(Your objective): Copy out every line below that contains the word "umbrella".

(Data lines):
·····

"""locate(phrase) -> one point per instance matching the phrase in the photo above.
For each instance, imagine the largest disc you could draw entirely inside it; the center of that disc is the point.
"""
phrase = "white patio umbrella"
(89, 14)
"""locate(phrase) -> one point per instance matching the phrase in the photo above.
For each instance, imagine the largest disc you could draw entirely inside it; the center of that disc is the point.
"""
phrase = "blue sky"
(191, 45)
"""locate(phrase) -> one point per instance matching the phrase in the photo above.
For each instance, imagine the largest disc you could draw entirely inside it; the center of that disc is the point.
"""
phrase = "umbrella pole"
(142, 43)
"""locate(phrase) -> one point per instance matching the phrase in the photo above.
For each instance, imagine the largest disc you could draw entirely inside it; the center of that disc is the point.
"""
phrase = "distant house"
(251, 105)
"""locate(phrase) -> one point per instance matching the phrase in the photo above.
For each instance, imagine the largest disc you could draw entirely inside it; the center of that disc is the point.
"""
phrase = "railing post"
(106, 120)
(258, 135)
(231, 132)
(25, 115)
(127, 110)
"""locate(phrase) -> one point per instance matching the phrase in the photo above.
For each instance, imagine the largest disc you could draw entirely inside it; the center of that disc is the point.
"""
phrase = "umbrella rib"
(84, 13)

·····

(The reply):
phrase = "white patio umbrella"
phrase = "umbrella pole"
phrase = "umbrella rib"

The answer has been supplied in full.